EXERCISE REQUIREMENTS >>
Drop the images, then output the listing exactly.

○ ○ ○

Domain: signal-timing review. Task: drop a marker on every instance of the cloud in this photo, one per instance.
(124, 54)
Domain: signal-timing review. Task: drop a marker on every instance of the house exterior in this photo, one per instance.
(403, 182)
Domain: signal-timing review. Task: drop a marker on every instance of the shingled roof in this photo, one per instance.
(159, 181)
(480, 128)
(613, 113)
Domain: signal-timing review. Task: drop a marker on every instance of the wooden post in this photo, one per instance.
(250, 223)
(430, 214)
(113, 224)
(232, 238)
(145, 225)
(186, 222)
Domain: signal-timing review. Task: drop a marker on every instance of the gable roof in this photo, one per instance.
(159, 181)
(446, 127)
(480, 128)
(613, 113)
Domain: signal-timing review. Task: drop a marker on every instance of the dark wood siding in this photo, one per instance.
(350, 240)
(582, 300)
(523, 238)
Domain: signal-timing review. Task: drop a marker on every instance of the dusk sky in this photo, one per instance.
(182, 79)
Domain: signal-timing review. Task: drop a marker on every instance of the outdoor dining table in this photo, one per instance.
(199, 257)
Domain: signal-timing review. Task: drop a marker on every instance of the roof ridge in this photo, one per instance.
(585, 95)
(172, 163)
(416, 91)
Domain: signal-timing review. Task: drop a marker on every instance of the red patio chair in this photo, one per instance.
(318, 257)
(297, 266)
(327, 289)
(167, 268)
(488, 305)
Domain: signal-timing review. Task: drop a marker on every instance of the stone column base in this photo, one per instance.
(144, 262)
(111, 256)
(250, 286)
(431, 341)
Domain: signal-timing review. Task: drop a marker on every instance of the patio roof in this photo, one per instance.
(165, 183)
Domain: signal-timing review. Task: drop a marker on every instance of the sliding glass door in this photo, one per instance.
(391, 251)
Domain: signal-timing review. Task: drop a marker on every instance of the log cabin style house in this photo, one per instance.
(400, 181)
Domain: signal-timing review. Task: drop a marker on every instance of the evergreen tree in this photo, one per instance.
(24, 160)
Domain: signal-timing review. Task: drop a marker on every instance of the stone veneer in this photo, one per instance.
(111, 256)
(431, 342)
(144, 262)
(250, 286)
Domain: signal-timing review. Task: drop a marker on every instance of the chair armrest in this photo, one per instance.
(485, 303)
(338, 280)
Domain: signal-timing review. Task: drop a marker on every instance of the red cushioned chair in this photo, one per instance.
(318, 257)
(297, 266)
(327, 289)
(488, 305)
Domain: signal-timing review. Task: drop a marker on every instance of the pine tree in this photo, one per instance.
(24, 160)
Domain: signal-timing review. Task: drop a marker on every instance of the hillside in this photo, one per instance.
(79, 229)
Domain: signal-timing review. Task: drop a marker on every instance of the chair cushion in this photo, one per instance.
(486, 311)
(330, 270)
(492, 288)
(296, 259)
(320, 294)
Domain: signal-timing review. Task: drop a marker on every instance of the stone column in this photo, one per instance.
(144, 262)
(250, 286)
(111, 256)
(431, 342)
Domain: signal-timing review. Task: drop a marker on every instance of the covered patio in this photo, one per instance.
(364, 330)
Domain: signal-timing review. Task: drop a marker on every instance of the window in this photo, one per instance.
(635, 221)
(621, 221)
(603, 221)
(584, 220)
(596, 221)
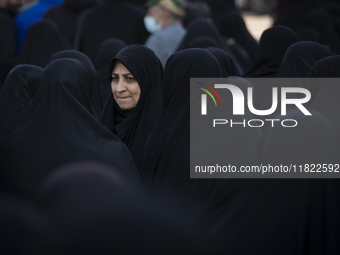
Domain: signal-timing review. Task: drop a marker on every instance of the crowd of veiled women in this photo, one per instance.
(86, 171)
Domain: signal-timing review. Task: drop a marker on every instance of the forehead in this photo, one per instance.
(119, 68)
(153, 10)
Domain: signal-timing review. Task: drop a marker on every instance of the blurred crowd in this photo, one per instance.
(95, 127)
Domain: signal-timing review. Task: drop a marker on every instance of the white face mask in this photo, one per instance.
(151, 25)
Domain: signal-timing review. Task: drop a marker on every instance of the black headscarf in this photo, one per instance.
(272, 46)
(99, 211)
(133, 126)
(17, 94)
(58, 128)
(233, 26)
(42, 40)
(107, 50)
(225, 60)
(97, 102)
(321, 21)
(300, 58)
(99, 24)
(202, 28)
(22, 225)
(165, 162)
(65, 16)
(324, 88)
(7, 46)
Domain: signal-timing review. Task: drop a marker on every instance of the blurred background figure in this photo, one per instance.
(111, 19)
(26, 18)
(65, 16)
(163, 21)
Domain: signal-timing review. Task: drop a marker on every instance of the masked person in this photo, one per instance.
(163, 21)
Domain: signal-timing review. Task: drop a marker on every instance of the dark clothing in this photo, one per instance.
(58, 128)
(111, 19)
(42, 40)
(65, 16)
(133, 126)
(272, 47)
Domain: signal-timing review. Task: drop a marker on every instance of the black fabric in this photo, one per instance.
(118, 19)
(272, 46)
(102, 190)
(202, 28)
(42, 40)
(233, 26)
(327, 67)
(7, 46)
(97, 101)
(135, 125)
(203, 42)
(321, 21)
(325, 92)
(106, 51)
(225, 60)
(17, 94)
(58, 128)
(164, 165)
(300, 58)
(22, 225)
(98, 211)
(308, 34)
(65, 16)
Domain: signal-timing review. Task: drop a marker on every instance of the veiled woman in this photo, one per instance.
(135, 105)
(58, 128)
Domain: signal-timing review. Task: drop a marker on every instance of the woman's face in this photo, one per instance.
(125, 88)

○ ○ ○

WRITTEN SOLUTION >>
Domain: signal-timing review. Task: drop a marker on every instance of the cloud in this photo, one per instance.
(124, 54)
Domain: signal-timing review. Task: drop a marker on every instance of the house exterior in this photo, one per instance.
(403, 182)
Domain: signal-timing review. Task: drop a marker on every instance of the shingled roof in this photo, one per instance.
(159, 181)
(480, 128)
(613, 113)
Domain: signal-timing review. Task: drop a marker on every instance of the wooden post in this photo, one per instance.
(250, 223)
(430, 214)
(113, 224)
(232, 238)
(145, 225)
(186, 222)
Domain: signal-timing review. Task: drop a marker on every instance of the gable roof in this photo, one per instance.
(159, 181)
(446, 127)
(480, 128)
(613, 113)
Domain: signal-timing review. Task: drop a marker on every instance of the dark wood siding in this photo, one per instance.
(350, 240)
(582, 300)
(523, 238)
Domain: signal-timing review. Task: drop a marker on every instance of the dusk sky in this photo, one per instance.
(182, 79)
Domain: signal-timing review. Task: drop a marker on every instance of the outdoor dining table in this photo, one per instance.
(199, 257)
Domain: signal-timing review. Task: drop a marker on every instance of the roof ridge in this photo, one per instance.
(585, 95)
(172, 163)
(416, 91)
Domain: signal-timing review. Task: drop a marker on every instance of the red patio chair in this photo, one per instance.
(318, 257)
(297, 266)
(327, 289)
(167, 268)
(488, 305)
Domain: signal-timing review. Task: drop a marker on every instance of the stone column base in this photo, one per instance.
(144, 262)
(111, 256)
(250, 286)
(431, 341)
Domain: signal-timing review. Task: drop a marker on every instance of the patio roof in this photo, one per instance.
(165, 183)
Domain: signal-timing review. Task: drop a marker on every instance of the sliding glass door in this photo, one per instance.
(391, 251)
Domain: signal-timing review. Task: drop a marker on every instance of the log cabin style house in this photo, one per instance.
(400, 181)
Domain: signal-timing review. Task: drop a marker on every instance of the evergreen tree in this photo, one per instance.
(24, 160)
Domain: signal-timing review. Task: drop a marker on every instance of the stone veneer in this photo, one per instance.
(111, 256)
(431, 342)
(144, 262)
(250, 286)
Domain: signal-timing review. Task: drop a marker on every instance of the chair armrest in this photo, one per instance.
(485, 303)
(338, 280)
Domain: signal-timing review. Task: drop a marker on every instance of the red cushioned chair in this photo, one per instance.
(318, 257)
(297, 266)
(327, 289)
(488, 305)
Domain: signal-timing review. Task: drop a marker on every instance of the pine tree in this photo, one per instance.
(24, 160)
Domain: signal-timing review. Task: drop a marker on every instance of the hillside in this photo, one per instance.
(79, 229)
Domain: signal-timing review. Task: drop a marker on every instance of the chair cushion in this photo, one per instance.
(486, 311)
(330, 270)
(492, 288)
(296, 259)
(320, 294)
Domain: signal-timing review. Task: drop a marker on every instance of the stone column in this photo, one per instance.
(144, 262)
(250, 286)
(111, 256)
(431, 342)
Domain: signal-timing review. Task: drop a marker on every instance of the covered patio in this photo, one per instance.
(364, 330)
Domain: signal-timing review. Task: drop a marker on every instance of the window in this photo, one per instance.
(635, 221)
(621, 221)
(603, 221)
(584, 220)
(596, 221)
Domain: signal-timing review. Task: drop a marker on every instance of the crowd of veiled women in this photo, one per instance.
(86, 171)
Domain: signal-timing review. Task: drop a marker on every instance of the forehead in this photo, one per instance.
(119, 68)
(153, 10)
Domain: signal-timing review. Task: drop a marker on every instance of the blurred crowd in this photo, one per instance.
(95, 127)
Domain: signal-timing review. Task: drop a marker on every instance of the white face mask in this photo, one per instance.
(151, 25)
Domain: signal-timing review. Task: drop a marker on every instance of the black headscarf in this photo, one per instance.
(272, 46)
(99, 211)
(133, 126)
(17, 94)
(58, 128)
(233, 26)
(42, 40)
(107, 50)
(225, 60)
(97, 102)
(321, 21)
(300, 58)
(99, 24)
(202, 28)
(22, 225)
(165, 162)
(65, 16)
(324, 88)
(7, 46)
Domain: signal-timing review. Task: drop a marker on every instance of the blurred background figure in this photo, one per instance.
(111, 19)
(26, 18)
(65, 16)
(163, 21)
Domain: signal-timing review. Task: drop a marker on every instance of the masked person in this photo, one per instance.
(163, 21)
Domain: signal-timing review. Task: drop a marker on every instance of the dark clothing in this photo, one per instance.
(58, 128)
(111, 19)
(42, 40)
(65, 16)
(133, 126)
(272, 47)
Domain: signal-timing review. Task: drop a marker on every instance of the black fabric in this photo, one per instance.
(118, 19)
(272, 46)
(102, 190)
(202, 28)
(42, 40)
(233, 26)
(327, 67)
(7, 46)
(97, 101)
(135, 125)
(203, 42)
(321, 21)
(325, 92)
(106, 51)
(225, 60)
(17, 94)
(58, 128)
(164, 165)
(300, 58)
(22, 225)
(98, 211)
(308, 34)
(65, 16)
Domain: signal-timing review. Task: drop a marker on every instance of the veiled woman in this photo, one per instance.
(135, 105)
(58, 128)
Domain: signal-timing review. Task: drop a marker on every instance of the woman's face in this photo, one per instance.
(125, 88)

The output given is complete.